STATED PROBLEM: Copy every one of the records below word for word.

DATA TO PROCESS:
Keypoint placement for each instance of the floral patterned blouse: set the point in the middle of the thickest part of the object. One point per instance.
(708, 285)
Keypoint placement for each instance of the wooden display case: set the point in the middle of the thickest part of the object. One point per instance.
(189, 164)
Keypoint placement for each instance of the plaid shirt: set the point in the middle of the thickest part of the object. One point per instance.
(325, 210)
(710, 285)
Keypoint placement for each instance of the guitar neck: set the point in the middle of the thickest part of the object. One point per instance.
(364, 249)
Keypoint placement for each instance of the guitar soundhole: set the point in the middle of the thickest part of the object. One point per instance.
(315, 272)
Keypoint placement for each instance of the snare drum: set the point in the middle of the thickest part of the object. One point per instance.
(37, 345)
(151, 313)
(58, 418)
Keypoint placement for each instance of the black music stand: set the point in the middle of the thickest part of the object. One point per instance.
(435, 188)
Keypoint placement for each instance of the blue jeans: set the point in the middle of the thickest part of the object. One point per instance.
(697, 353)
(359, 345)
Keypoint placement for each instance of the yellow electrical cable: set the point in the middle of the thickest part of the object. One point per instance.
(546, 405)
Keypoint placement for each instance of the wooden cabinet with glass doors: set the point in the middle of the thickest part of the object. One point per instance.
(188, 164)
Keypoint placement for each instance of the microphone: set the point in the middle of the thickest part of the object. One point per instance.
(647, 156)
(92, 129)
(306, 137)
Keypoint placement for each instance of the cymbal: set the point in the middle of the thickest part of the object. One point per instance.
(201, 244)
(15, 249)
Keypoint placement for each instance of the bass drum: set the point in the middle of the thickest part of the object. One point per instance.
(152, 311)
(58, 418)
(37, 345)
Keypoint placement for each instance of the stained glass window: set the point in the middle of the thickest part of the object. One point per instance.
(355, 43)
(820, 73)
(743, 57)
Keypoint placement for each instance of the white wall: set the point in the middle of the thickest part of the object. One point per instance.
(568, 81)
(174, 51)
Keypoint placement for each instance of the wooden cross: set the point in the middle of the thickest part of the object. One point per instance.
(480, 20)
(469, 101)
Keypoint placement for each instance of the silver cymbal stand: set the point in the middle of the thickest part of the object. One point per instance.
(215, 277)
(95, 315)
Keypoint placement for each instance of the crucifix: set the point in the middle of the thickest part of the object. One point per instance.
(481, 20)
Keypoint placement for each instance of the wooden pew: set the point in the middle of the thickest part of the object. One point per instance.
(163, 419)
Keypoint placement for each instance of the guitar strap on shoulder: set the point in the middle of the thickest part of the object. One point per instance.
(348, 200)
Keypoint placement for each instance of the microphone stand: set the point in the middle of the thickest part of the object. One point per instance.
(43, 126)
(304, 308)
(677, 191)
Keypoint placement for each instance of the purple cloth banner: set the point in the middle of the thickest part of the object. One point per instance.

RESULT:
Keypoint placement for each instance of the floral patterned blouse: set the point in the middle of the thickest part of the object. One point per instance.
(708, 285)
Keypoint placement for each instance of the wooden display case: set the point in the middle of the thickest part of the object. One point per instance.
(189, 164)
Keypoint placement for each instance of the plaid shirt: set the point in the middle of the thickest part of the object. One point per instance.
(325, 210)
(710, 285)
Keypoint placement for each instance of the guitar neck: set the point in the middle of the thickest part of the object. One point per instance.
(364, 249)
Keypoint placement for each instance of the guitar soundhole: set the point in the middle of the thickest part of the object. One point per instance.
(315, 272)
Keypoint placement for each instance of the snare drum: set the point in the middle of the thickest part of the object. One point per instance.
(37, 345)
(151, 313)
(58, 418)
Keypoint placement for each instance of the black music stand: set the point in the middle of the thickest part of the object. One point per instance.
(435, 188)
Keypoint placement for each instance of the blue jeans: set the point in the middle of the thickest part of the object. One point per instance.
(697, 353)
(359, 345)
Keypoint placement for each instance of the yellow electrical cable: set the point in the middle of the thickest part of the object. One point per instance.
(546, 405)
Keypoint placement for each instance of the wooden cabinet with glass doors: set the point in the middle of the thickest part of the object. One point per instance.
(188, 164)
Keypoint placement for each instance of the microphone: set the point in the middle of the thickest part of the object. One point per instance.
(647, 156)
(92, 129)
(306, 137)
Keypoint placement for each instance of the cymbal: set the point in the middle of the thickest part of the object. One point per instance.
(201, 244)
(15, 249)
Keypoint placement for each instance of the bass drum: set the point in the middle of the thickest part of the object. One point per instance.
(152, 311)
(58, 418)
(37, 345)
Keypoint placement for each instance of the stained glass window: set the point in the middle of the thickest part of the object. One point per instance.
(355, 43)
(820, 73)
(743, 57)
Keypoint placement for each instance of the white wall: set the point in the middle of the thickest part of the object. One point per instance.
(568, 81)
(174, 51)
Keypoint placement for each instance of the wooden cross: set the point in the middle of the thickest part of the object. One point per instance.
(480, 20)
(469, 101)
Keypoint placement for each instance of the silver cymbal stand: set the point in the middle of the thickest part of the object. One point per instance.
(215, 277)
(95, 315)
Keypoint placement for each instance of the crucifix: set the point in the middle of the thickest part of the object. One point per instance.
(481, 20)
Keypoint placement for each instance of the wooden pew: set the point in the middle of the thickest part of the object. One point per instance.
(163, 419)
Keypoint placement for each instance of the guitar strap on shoulder: set the point in the middle of the thickest part of the object. One point per instance.
(348, 200)
Keypoint placement for each instance of the microphone stand: set the point in the middle of the thickest part of the object. One point per instance.
(43, 126)
(304, 308)
(677, 191)
Keypoint placement for each instance of the purple cloth banner: set the point in the middle of the thickest part of the object. One point per instance.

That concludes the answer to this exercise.